-------- Текст для чтения
На этом мы кончаем наши поиски условий, при которых становятся возможными ответы на вопросы о природе социальной миграции индивидов, о переходе социальной миграции в территориальную, в расселение. Попробуем подвести некоторые итоги.

1.  Несмотря на свою актуальность, проблемы расселения, регионообразования, социальной миграции вообще не стали пока целостным комплексом проблем единого исследовательского направления, имеющего на вооружении сколько-нибудь оформленную парадигму.  Разбросанность проблематики по предметам различных дисциплин требует выхода на некое основание, позволяющее связать проблемы и представить их либо частными, либо производными выявлениями одного и того же. Наиболее перспективным в этом отношении основанием мы считаем специфический для человека знаковый способ специализирующего   кодирования индивидов в социально необходимую деятельность, объем которой превышает ментальные и фи­зические возможности отдельно взятых индивидов.

2.   Рассматривая возрастное движение индивидов в социальных структурах, ведущее к их уподоблению предшественникам, что является условием сохранения социальной преемственности в смене поколений, как основную и естественную по

своей природе силу, мы обнаружили, что эта общая схема миграции индивидов, объясняющая и ряд особенностей территориального расселения, должна быть конкретизирована и представлена типологически просто потому, что задача знакового специализирующего кодирования индивидов в фрагментированную по их вместимости деятельность допускает несколько решений, в первом приближении соответствующих описаниям наличных культурных типов: первобытного, традиционного, европейского. Это значительно расширило круг вовлекаемых в анализ проблем и, соответственно, усложнило сам анализ.
----------------
» Задания для выполнения:
a) Ответьте на вопросы по тексту о социальной миграции и расселении:
(i) Какие наличные культурные типы перечислены в тексте?
(ii) Какое основание для связи проблем авторы считают наиболее перспективным?
(iii) Что, согласно тексту, произошло с самим анализом после расширения круга вовлекаемых проблем?
b) Воспроизведите фрагмент текста о социальной миграции, начиная со слов «1.  Несмотря на» и заканчивая словами «отдельно взятых индивидов.».
c) Продолжите текст о социальной миграции и расселении, начав сразу после его последнего предложения.
Записи ниже — самостоятельный материал, не связанный с текстом.
-------- Фрагменты записей
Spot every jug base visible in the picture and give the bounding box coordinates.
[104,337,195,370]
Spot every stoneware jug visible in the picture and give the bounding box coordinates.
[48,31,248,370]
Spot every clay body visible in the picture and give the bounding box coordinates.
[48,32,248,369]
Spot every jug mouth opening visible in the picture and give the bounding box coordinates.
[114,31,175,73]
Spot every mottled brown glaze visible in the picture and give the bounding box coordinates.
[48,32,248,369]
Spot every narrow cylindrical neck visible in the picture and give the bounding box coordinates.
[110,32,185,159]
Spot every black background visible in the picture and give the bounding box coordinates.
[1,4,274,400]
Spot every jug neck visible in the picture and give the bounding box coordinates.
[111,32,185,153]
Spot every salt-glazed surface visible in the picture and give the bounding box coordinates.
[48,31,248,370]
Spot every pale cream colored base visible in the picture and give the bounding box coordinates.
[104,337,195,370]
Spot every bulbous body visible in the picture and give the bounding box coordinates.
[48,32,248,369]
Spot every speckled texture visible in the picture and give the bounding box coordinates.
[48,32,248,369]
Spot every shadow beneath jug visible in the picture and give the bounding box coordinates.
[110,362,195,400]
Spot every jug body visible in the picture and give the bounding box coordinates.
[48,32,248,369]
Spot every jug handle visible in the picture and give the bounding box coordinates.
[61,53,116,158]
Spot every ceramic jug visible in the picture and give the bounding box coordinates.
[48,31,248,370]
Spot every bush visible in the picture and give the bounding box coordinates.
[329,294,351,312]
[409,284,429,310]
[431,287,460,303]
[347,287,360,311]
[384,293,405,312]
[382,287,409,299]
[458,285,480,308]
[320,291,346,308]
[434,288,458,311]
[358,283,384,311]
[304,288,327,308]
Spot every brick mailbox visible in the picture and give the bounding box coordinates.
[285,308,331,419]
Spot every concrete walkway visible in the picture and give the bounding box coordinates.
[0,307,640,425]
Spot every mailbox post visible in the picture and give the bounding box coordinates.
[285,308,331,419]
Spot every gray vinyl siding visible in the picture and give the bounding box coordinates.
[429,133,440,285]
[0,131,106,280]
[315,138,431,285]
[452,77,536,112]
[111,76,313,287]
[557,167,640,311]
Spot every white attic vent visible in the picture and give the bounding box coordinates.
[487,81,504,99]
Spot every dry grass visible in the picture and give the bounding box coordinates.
----------------
» Ответы к заданиям:
a)
(i) Первобытный, традиционный и европейский.
(ii) Специфический для человека знаковый способ специализирующего кодирования индивидов в социально необходимую деятельность, объем которой превышает ментальные и физические возможности отдельно взятых индивидов.
(iii) Анализ усложнился.

b)
1.  Несмотря на свою актуальность, проблемы расселения, регионообразования, социальной миграции вообще не стали пока целостным комплексом проблем единого исследовательского направления, имеющего на вооружении сколько-нибудь оформленную парадигму.  Разбросанность проблематики по предметам различных дисциплин требует выхода на некое основание, позволяющее связать проблемы и представить их либо частными, либо производными выявлениями одного и того же. Наиболее перспективным в этом отношении основанием мы считаем специфический для человека знаковый способ специализирующего   кодирования индивидов в социально необходимую деятельность, объем которой превышает ментальные и фи­зические возможности отдельно взятых индивидов.

c)
3.   Выход на проблему социальной миграции через знаковое кодирование индивидов в деятельность не может, естественно, считаться ни единственно возможным, ни сколько-нибудь детально разработанным, однако и в таком исходном виде он, по нашему мнению, выявляет свою эвристическую ценность, позволяя иденти­фицировать и представить в комплексном единстве ряд новых проблем (человеческая размерность, имя и текст, тезаурус, фрагментация, перемещение знания, связь нового с наличным знанием, миграция научного знания), а также уточнить состав и смысл ряда интенсивно исследуемых проблем, связанных с социальной функцией науки в нашем типе культуры.

4.  На фоне первобытных и традиционных обществ наглядно выявляется роль научного знания, которое в нашем типе культуры находит широкое и растущее использование в процессов кодирования и перекодирования как форм деятельности, так и самих индивидов – субъектов деятельности. Хотя часть входящей сюда проб­лематики интенсивно исследуется науковедами, социологами и историками науки, значительная часть проблем, вызываемых социальной миграцией элементов научного знания, которая очевидно влияет на социальную миграцию индивидов, включая и их территориальную миграцию,    еще ждет серьезных исследований, особенно исследований сравнительных,   включающих анализ положения в развивающихся странах традиционного типа    культуры, где попытки освоить науку и ее технологические применения     наталкиваются на ощутимое сопротивление традиционных институтов.

5. Использование на правах исходного основания процесса кодирования индивидов в наследуемые формы деятельности и перекодирования деятельности усилиями самих индивидов, основные черты которого были выявлены еще Марксом и Энгельсом в концепции материалистического понимания истории,    позволяет

обнаружить известную ограниченность научного мировоззрения, производную от состава и содержания элементов научного знания, в которых отсутствует информация о человеке как существе мыслящем.

6. За пределами изложения осталось много проблем, которые довольно четко локализуются как имеющие значение в рамках интегрированной, по основанию знакового кодирования, проблематики, но требуют обстоятельного изложения, явно выходящего за рамки данной работы, К ним мы надеемся вернуться в следующих работах, для которых данная может рассматриваться как развернутое предисловие.